If a line below contains the string "blue", return that line.

*** DATASET RECORDS ***

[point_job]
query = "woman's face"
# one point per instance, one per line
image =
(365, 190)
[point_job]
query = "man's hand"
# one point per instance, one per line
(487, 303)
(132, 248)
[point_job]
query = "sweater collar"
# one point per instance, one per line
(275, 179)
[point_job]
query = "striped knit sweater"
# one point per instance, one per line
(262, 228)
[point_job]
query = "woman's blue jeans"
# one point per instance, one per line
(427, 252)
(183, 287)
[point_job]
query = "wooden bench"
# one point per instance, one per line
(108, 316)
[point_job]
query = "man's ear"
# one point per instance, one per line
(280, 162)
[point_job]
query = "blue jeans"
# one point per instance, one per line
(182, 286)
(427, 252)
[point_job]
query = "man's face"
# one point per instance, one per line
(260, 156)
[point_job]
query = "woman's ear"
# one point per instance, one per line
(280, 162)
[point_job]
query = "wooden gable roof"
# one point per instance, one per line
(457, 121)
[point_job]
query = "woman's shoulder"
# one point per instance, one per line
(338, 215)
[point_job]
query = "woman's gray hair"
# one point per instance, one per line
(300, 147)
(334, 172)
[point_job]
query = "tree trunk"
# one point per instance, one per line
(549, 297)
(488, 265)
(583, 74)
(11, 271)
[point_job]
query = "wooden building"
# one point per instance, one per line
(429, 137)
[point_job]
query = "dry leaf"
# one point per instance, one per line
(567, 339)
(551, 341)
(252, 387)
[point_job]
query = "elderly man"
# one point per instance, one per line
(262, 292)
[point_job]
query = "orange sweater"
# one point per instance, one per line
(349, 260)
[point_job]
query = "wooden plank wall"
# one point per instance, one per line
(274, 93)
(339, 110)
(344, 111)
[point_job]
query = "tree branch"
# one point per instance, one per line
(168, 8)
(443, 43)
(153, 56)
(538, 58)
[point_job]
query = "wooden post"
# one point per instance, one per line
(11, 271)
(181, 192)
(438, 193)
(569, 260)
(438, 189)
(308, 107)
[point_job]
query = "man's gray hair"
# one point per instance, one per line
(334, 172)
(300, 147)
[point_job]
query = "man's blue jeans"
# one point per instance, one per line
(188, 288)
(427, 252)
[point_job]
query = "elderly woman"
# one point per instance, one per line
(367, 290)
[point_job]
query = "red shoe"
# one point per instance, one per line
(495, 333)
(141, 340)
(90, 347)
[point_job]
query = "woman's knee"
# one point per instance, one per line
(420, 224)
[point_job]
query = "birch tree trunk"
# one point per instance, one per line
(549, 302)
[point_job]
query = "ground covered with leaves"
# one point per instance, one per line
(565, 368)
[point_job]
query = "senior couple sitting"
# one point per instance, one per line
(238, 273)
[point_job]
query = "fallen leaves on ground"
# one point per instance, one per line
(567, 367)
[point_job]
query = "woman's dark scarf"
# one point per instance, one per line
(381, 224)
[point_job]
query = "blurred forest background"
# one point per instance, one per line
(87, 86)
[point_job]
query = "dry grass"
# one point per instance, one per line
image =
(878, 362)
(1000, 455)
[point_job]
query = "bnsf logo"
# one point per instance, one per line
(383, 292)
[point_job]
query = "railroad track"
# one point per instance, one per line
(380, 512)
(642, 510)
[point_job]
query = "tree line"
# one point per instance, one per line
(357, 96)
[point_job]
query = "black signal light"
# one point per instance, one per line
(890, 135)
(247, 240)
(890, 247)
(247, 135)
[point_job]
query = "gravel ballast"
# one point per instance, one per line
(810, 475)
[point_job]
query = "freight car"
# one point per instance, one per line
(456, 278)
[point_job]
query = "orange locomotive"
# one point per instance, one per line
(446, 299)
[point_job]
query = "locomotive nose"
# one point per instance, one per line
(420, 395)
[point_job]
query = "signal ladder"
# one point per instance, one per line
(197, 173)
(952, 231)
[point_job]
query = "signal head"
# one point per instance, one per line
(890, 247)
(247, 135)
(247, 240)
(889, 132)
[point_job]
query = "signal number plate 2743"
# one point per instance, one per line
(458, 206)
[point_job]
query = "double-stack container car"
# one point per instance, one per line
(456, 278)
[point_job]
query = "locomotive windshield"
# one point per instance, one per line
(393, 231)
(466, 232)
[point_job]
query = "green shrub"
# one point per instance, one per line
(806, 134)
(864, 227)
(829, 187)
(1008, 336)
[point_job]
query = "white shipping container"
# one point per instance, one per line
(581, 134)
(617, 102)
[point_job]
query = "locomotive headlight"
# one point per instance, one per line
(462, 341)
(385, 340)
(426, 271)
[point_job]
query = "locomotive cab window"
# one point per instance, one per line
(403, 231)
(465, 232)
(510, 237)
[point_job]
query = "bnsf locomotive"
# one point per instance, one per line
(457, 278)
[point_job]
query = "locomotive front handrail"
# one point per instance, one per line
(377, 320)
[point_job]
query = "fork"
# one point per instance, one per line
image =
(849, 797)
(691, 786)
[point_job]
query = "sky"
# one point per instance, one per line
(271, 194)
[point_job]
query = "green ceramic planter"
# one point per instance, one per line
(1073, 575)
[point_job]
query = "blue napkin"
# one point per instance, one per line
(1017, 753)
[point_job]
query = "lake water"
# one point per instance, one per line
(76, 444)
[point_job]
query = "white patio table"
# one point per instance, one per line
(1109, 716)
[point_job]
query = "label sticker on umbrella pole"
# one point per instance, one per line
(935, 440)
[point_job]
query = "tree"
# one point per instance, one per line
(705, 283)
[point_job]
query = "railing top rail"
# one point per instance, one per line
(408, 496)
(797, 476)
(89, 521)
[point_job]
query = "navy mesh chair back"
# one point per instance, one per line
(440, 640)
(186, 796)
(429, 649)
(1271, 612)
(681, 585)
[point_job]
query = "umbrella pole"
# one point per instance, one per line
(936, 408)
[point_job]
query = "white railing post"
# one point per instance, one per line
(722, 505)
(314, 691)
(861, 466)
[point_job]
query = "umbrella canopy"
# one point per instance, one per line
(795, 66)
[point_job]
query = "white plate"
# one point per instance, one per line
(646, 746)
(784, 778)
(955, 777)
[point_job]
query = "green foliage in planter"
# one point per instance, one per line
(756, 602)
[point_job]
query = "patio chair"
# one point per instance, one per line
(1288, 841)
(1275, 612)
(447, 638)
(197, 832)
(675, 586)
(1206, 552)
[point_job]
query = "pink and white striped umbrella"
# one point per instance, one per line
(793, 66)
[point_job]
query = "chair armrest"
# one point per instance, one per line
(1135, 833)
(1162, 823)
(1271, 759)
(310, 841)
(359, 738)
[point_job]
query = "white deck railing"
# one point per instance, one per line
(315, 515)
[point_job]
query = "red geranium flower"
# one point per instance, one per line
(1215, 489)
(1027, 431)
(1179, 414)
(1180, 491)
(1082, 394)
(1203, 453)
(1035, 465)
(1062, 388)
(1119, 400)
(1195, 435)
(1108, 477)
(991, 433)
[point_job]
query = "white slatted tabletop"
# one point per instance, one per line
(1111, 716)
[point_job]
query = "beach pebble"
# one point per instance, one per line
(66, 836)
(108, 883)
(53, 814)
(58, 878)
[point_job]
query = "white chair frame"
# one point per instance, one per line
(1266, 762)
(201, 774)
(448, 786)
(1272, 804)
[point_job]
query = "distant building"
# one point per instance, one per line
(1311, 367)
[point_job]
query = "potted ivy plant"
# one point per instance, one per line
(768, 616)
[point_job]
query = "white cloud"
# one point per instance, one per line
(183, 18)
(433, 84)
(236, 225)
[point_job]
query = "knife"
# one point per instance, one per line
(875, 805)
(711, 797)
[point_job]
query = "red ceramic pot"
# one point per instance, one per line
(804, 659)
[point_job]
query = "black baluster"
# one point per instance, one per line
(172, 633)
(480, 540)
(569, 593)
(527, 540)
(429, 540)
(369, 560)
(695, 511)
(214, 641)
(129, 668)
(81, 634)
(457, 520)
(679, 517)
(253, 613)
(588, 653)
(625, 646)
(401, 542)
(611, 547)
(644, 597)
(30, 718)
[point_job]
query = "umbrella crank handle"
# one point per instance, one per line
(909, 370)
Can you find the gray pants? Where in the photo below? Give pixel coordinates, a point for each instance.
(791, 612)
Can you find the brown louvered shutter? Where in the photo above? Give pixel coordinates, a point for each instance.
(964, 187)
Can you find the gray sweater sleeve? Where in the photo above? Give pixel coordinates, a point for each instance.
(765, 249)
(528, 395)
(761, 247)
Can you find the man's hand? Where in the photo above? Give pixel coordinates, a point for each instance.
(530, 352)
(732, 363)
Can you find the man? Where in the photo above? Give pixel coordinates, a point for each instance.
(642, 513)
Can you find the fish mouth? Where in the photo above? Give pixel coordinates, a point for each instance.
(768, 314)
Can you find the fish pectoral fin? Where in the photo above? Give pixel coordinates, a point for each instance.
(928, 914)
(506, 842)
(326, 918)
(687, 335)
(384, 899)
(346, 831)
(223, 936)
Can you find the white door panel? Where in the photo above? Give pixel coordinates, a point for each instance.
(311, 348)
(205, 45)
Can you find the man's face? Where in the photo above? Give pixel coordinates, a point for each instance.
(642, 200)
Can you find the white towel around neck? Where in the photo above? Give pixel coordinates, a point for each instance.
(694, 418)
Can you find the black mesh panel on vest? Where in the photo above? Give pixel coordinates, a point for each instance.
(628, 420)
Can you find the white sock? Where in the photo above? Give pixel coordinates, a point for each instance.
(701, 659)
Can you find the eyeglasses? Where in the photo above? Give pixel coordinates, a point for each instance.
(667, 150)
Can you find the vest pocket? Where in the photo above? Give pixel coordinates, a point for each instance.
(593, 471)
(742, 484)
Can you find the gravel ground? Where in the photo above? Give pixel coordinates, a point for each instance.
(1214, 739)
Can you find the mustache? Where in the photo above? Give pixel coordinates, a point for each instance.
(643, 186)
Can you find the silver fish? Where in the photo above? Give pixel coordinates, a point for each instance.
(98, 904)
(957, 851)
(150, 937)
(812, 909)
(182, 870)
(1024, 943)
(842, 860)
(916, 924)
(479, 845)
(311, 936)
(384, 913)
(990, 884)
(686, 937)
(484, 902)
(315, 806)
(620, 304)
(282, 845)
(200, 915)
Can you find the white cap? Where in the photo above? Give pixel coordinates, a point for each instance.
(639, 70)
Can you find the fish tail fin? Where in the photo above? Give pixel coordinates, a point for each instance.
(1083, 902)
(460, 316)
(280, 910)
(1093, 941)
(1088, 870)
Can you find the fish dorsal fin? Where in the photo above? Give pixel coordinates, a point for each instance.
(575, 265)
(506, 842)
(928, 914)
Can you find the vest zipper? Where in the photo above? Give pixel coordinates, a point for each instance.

*** End of DATASET RECORDS ***

▶ [YOUR SOLUTION]:
query = "woman's blue jeans"
query = "blue jeans"
query = "man's blue jeans"
query = "blue napkin"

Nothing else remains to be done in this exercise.